■ WORK REQUIRED ■
Write the next part of the passage on women's work during the First World War, starting after its final sentence.

■ PASSAGE PROVIDED ■

Although Holton Heath was the most high profile local factory on war work there were many others, such as Messrs A. Knight & Co, of Hill Street, Poole. The company employed women to produce metal shell parts using lathes and their work was reported as ‘second to none’ in the West Country. Women also worked on aeroplane wings in local factories. A triangular brass badge, known as the ‘On War Service’, was issued from 1916 for women who were involved in munition work for more than two months.

Women workers at Messrs A. Knight, Poole 1917
Initially, it was considered unacceptable that women could be anywhere near a war zone but that changed as casualties mounted. There many small organisations, such as the Women of Pervyse, who worked near the frontline but they were unofficial and reliant on donations. Official voluntary medical aid was provided through the British Red Cross, St John Ambulance and the Voluntary Aid Detachment. Several other organisations that offered help were refused permission to be on the Western Front but were welcomed by the authorities in the Balkans and Salonika. One of these groups was the Serbian Relief Fund which had to cope with a war and a major typhus epidemic. According to one source, Cornelia, Lady Wimborne ‘led’ one Serbian Relief Fund medical unit to Skopje in March 1915 but nothing has been found to confirm this.
The first organisation linked to the military was the Women’s Army Auxiliary Corps (WAAC) which was formed in 1917. It tended to recruit those who had experience in the roles they were to carry out and were not enlisted, but enrolled, so were still civilians. The first WAACs went to France in early 1917 to be cooks and maids in an officer’s club but their roles quickly expanded as can be seen from the advert.

WAAC advert October 1917
The Women’s Royal Naval Service (WRNS) was also formed in 1917 followed by the Women’s Royal Air Force (WRAF) in 1918 when the RAF was created. To give an idea of the scale of these organisations there were around 4,000 WRNS, 24,000 WRAFs, and 43,000 WAACs at the end of the war. They joined up for many reasons such as wanting to escape the constraints of society and a desire to do something adventurous. In so doing, they were exposed to concerns about morals with critics assuming they were solely seeking the company of men and that wearing a military-style uniform would lead to the women becoming ‘masculine’ and ‘unlovable’.

■ RECORD SET ■
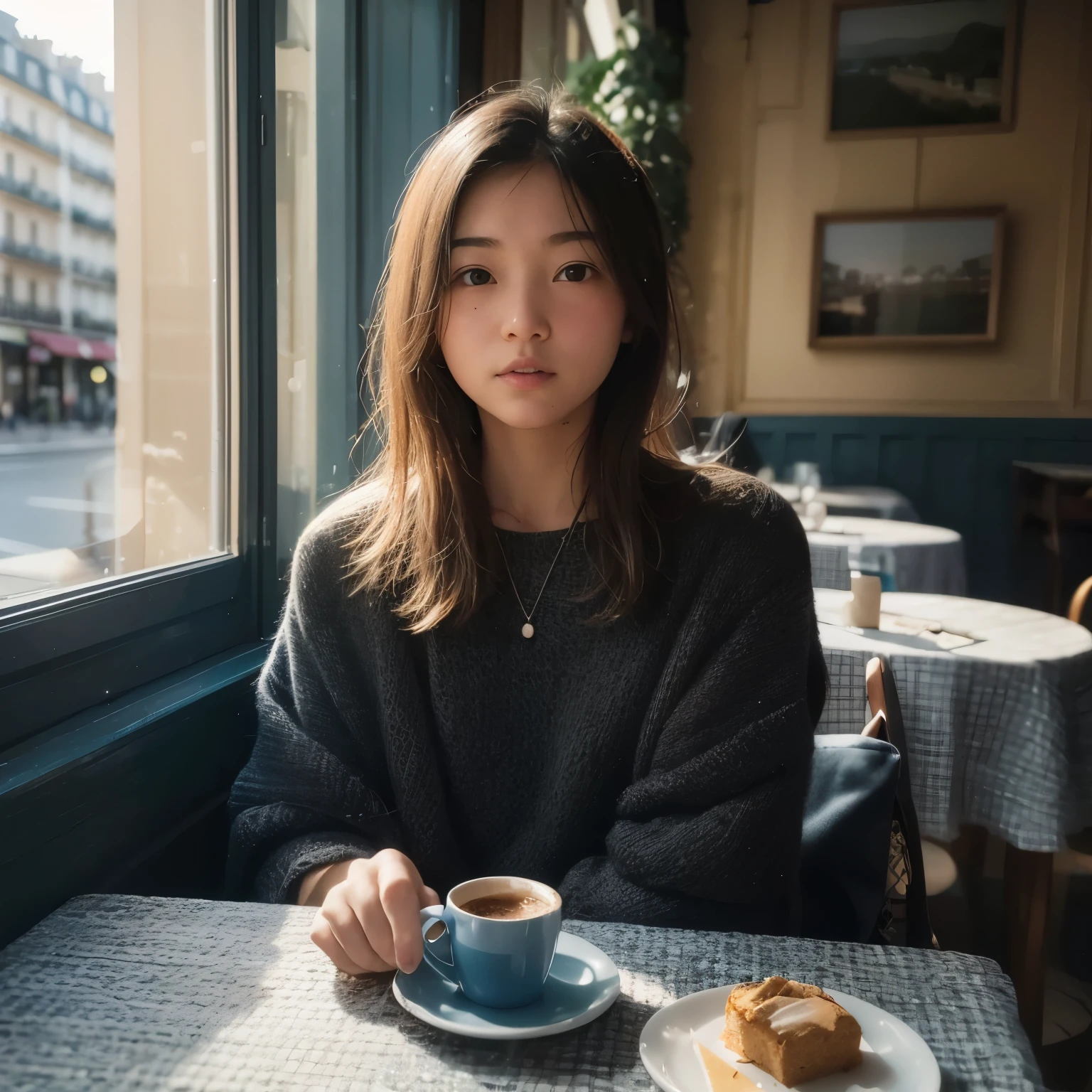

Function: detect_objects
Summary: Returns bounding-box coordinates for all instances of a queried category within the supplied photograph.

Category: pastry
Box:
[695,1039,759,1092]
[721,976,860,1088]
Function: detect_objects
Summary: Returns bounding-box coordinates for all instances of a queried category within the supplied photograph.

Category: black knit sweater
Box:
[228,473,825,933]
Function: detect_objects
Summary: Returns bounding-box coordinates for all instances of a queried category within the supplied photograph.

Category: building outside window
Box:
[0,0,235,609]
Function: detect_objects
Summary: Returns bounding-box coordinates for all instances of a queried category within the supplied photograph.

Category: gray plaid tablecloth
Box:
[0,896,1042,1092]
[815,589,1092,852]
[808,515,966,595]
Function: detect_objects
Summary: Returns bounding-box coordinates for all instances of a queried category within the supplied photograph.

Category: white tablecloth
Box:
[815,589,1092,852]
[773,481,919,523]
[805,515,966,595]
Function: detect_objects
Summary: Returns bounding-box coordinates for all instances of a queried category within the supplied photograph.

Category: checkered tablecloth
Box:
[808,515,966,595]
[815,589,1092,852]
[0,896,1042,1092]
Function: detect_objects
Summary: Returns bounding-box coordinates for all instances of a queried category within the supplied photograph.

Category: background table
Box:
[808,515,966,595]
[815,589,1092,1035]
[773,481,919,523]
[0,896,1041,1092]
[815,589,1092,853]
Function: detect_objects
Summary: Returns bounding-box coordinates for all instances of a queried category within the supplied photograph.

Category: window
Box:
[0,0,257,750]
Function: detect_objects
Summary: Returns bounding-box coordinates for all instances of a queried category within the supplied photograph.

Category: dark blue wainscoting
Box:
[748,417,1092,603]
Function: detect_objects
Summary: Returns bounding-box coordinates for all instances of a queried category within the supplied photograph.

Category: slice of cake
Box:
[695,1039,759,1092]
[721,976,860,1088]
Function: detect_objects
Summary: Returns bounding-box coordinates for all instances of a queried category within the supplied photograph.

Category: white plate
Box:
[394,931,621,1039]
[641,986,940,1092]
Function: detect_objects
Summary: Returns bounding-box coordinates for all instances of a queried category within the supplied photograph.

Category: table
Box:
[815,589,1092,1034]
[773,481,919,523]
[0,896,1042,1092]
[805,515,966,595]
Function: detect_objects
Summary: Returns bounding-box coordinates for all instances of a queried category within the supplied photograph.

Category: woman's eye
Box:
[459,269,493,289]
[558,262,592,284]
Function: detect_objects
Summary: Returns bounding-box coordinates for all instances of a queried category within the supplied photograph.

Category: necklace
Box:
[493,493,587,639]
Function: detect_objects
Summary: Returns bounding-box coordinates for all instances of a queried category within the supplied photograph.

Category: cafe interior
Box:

■ OUTPUT ■
Two local women who were part of the WRNS were Violet-May Saunders and Winifred Newman. Both enlisted on 22 August 1918 and were based at the White Oak establishment in Poole. They were employed as net mine workers which involved wiring glass floats together for mine nets – presumably for the Royal Navy minesweepers which operated out of Poole during the war.
When the war ended the theoretical debate over the future of women workers became a reality. Prior to the conflict many in society believed that a job was something women did between school and marriage. The war altered this view but, in many cases, only temporarily. For example, in 1917 the Ministry of Munitions wanted more women to train for engineering work – the courses ran for several weeks in London and a maintenance grant was available. When fully trained it was said that a woman working on aero-engines or similar could earn at least £2 per week. Only two years later, with the war over, legislation was passed that made it against the law to employ a woman as an engineer.
Women who had found doors opening to opportunities that had been previously denied them now found those doors being closed – another blog will cover the post-war situation.